> [Quoted passage]
⁂
With FD it's stupid to overpower but most FD boats are overpowered. Mostly because most think they need more power for emergencies like bucking wind, tidal or other currents ect. My opinion is not mainstream as I think 4hp per ton of boat displacement is way more than anybody really needs. So for a FD boat 1.5 times as much power as it takes to cruise at one knot below hull speed is plenty of power.

But the boat in question is not even close to FD. Having said that one could go forth w FD level power but it would be as stupid as overpowering the FD hull. Designers usually design a SD hull for a "speed range" and therefore any amount of power that produces speed in that range is appropraite. It's not entirely stupid to run a bit more or even less unless one gets down to FD power. Then a FD boat (hull) would be the only appropriate way to go. And by the same token installing more power than is necessary to achieve the high end of the speed range will put the boat in a less than optimum configuration re power to hull design and then a hull that's a little closser to a planing design would be better.

So the information necessary here is to determine what the speed range of the Seapiper hull is and start estimating how much power it will take to provide the speeds that match the hull design. Normal cruising speed should take just about exactly 50% of availible power leaving a lot of spare power for whatever reason.

From the pics of the Seapiper it looks closer to a planing hull so more power can probably be used but re the above a nice relaxing cruise speed that you will use most all the time should be at least 50% of installed power. Wanderinstar, most boats w two power options have the higher power option as an afterthought to attract customers to the boat that don't think the designer knows what he's talk'in about and/or are of the opinion that one can always use extra power. It's not true. One can only reasonably use so much. Like Mark above I always slow down when the wind blows and seas mount. Only if you have extreme windage can you use more power.
 
I'm part of the "less is better" camp on horse power. Usually, more hp means more expensive engine, more space consumed below deck, more weight, more expensive to maintain & repair. Others may like the option of more speed--which can be justified, but it's not on my list of priorities...
⁂
> [Extracted information]
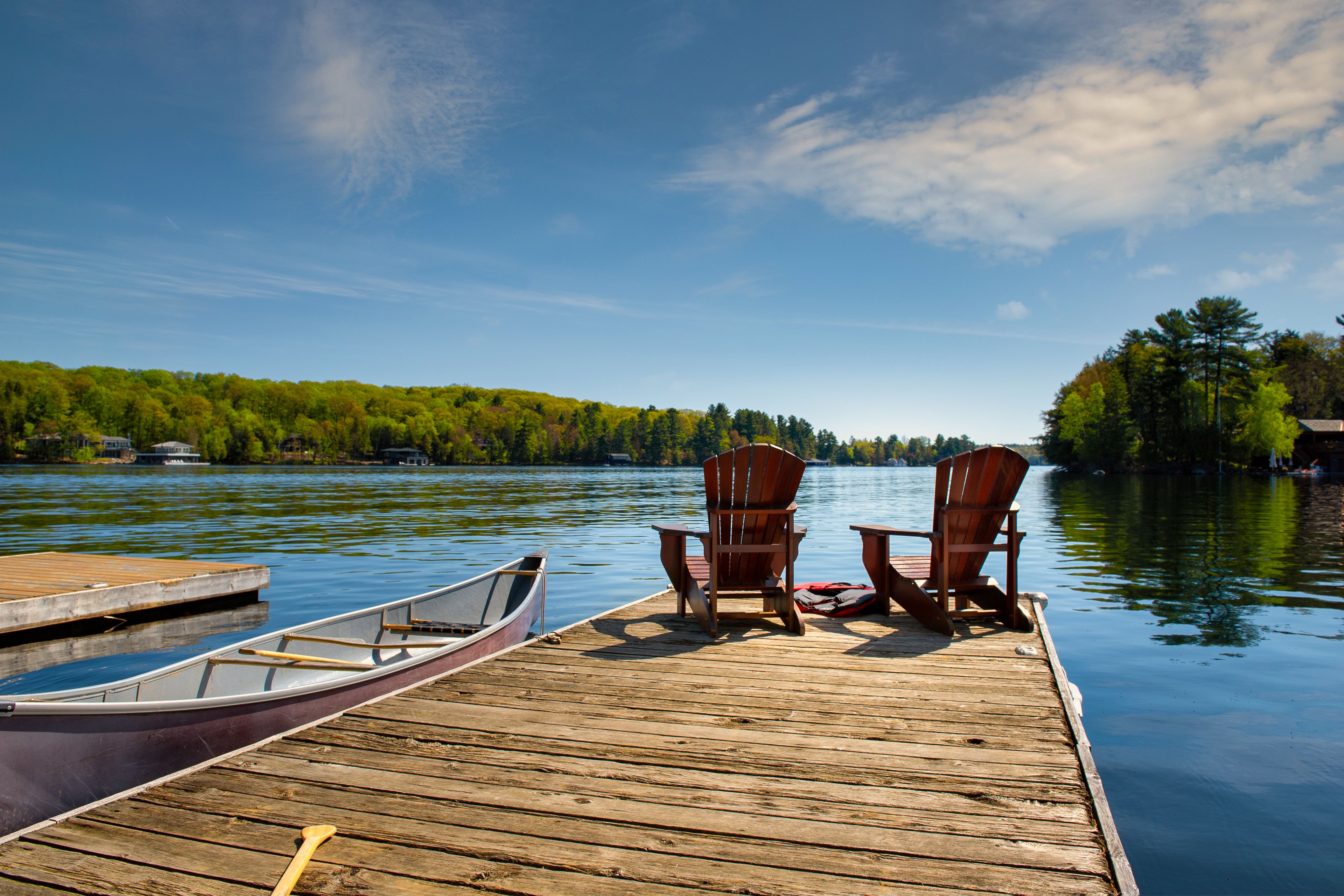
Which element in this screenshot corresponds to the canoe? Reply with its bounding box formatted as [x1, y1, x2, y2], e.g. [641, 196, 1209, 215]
[0, 551, 546, 836]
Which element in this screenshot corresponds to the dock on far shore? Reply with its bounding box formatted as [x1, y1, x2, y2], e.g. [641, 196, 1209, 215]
[0, 551, 270, 634]
[0, 592, 1137, 896]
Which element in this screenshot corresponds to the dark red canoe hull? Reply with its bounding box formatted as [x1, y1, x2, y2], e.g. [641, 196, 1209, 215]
[0, 592, 546, 836]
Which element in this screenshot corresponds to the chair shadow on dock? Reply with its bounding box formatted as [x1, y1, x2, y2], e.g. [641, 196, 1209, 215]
[582, 592, 1001, 659]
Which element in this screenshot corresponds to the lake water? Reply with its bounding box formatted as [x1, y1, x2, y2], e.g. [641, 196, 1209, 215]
[0, 466, 1344, 893]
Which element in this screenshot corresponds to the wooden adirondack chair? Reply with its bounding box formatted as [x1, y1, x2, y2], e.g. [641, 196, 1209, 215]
[849, 445, 1032, 637]
[653, 445, 806, 635]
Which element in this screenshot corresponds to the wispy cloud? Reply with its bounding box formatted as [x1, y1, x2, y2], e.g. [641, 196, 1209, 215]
[644, 5, 704, 53]
[1212, 251, 1297, 293]
[283, 0, 505, 198]
[546, 213, 589, 237]
[673, 0, 1344, 255]
[788, 318, 1106, 345]
[695, 271, 774, 298]
[0, 239, 644, 317]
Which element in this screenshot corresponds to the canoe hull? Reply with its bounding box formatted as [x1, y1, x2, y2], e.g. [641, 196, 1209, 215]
[0, 591, 546, 836]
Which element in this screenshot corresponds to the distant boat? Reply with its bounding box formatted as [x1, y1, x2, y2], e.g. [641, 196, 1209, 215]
[0, 551, 546, 834]
[136, 442, 210, 466]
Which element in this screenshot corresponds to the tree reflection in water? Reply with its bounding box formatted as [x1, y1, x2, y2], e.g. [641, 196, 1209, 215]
[1043, 474, 1344, 648]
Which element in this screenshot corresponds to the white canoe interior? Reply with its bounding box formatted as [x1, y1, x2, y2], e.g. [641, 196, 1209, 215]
[0, 551, 546, 715]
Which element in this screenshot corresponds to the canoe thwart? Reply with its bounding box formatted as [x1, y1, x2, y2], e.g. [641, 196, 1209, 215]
[238, 648, 370, 669]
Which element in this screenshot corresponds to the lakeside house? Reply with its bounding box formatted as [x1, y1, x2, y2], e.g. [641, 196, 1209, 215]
[379, 447, 429, 466]
[98, 435, 136, 461]
[136, 442, 210, 466]
[24, 432, 136, 461]
[1293, 421, 1344, 473]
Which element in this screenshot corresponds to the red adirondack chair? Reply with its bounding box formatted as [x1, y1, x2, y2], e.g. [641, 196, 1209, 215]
[849, 445, 1032, 637]
[653, 445, 806, 635]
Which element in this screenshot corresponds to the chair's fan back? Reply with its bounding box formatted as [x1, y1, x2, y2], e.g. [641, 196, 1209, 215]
[930, 445, 1031, 583]
[704, 443, 806, 587]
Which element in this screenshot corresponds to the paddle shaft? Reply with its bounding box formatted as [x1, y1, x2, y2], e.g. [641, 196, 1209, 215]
[270, 825, 336, 896]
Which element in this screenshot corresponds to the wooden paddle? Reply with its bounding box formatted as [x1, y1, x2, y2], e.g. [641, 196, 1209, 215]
[270, 825, 336, 896]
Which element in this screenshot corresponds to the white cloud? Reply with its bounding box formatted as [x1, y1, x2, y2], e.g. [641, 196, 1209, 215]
[285, 0, 503, 196]
[547, 212, 589, 237]
[1212, 251, 1297, 293]
[673, 0, 1344, 255]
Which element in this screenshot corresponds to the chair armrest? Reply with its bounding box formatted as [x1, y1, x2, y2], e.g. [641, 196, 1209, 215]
[706, 501, 798, 516]
[849, 525, 942, 541]
[649, 523, 708, 536]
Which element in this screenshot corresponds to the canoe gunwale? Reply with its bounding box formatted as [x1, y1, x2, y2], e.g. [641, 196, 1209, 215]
[0, 551, 547, 724]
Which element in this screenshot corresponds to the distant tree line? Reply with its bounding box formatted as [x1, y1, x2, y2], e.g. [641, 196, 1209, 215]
[1040, 296, 1344, 470]
[0, 361, 1000, 466]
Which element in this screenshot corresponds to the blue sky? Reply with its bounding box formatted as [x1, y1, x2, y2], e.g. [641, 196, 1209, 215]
[0, 0, 1344, 441]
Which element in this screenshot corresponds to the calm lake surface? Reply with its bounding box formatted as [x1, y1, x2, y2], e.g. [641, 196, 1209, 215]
[0, 466, 1344, 893]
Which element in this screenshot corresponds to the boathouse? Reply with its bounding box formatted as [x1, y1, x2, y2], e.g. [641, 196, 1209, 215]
[1293, 421, 1344, 473]
[379, 447, 429, 466]
[136, 442, 210, 466]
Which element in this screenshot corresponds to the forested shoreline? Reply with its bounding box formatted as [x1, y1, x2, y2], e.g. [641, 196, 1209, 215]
[1040, 296, 1344, 471]
[0, 361, 974, 466]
⁂
> [Exercise set]
1. Print everything in the boat horsepower discussion from "With FD it's" down to "plenty of power.".
2. According to the boat horsepower discussion, why are most FD boats overpowered?
3. Please go on with the boat horsepower discussion from the point where it stops.
The entries were drawn from a separate source.

> [Expected answers]
1.
With FD it's stupid to overpower but most FD boats are overpowered. Mostly because most think they need more power for emergencies like bucking wind, tidal or other currents ect. My opinion is not mainstream as I think 4hp per ton of boat displacement is way more than anybody really needs. So for a FD boat 1.5 times as much power as it takes to cruise at one knot below hull speed is plenty of power.

2. Most FD boats are overpowered because most owners think they need extra power for emergencies, such as bucking wind or tidal and other currents.

3.
Higher HP Diesel

Wow! Lots of info. Thanks. I have never had a trawler so I don't really know much about how they handle. Wind, current, seas, etc. Only been on the open seas with a heavy cruiser and Spruance class destroyer, so I guess those handling experiences don't really cross over. Been fishing by hours, not days on East ICW around Georgia, and on Lake Michigan. This river thing got my blood goin so now I'm achin to get to it. Too late to start this year so thinking maybe July or August next year. Maybe spend early summer around Lake Michigan getting the feel of things and then head towards Chicago.
this is the link that got me to thinking about power.
 
"With FD it's stupid to overpower but most FD boats are overpowered. Mostly because most think they need more power for emergencies like bucking wind, tidal or other currents ect."

Its my belief that most trawlers are "Overpowered" because instead of industrial or big truck engines the boat selling folks chose auto or farm equipment which carries a different , far higher HP rating.

Sure its nonsense, a DD can be operated at max rated power for its entire life , no one would do that with a Yanmar or Ford tractor engine.,

The simplest concept is 3 cubic inches makes one long term engine HP

15 HP burn 1 GPH , buy what you need.

A modest sized NA engine will not suffer from overloading or under loading and be the simplest to maintain.

Less fun strutting the dock proclaiming 450HP tho.
 
Lots of boats are "overpowered" if you look at max engine output and compare it to actual cruising hp needed. But that is the wrong way to look at it.

What you really want is engine to be in a sweet spot on its performance map when the boat is in a sweet spot in its hp vs speed curve.

A Yanmar for example might be rated at 3300rpm, but it's best efficiency is actually at part load down around 2000rpm and mid load, well below its rating. So is that boat overpowered??

How much fun is it on a nice hull speed cruise with that beast down there doing 3grand? Sounds like a weedeater!!!

Good rule of thumb is to size engine so cruise speed is around max torque rpm for that engine.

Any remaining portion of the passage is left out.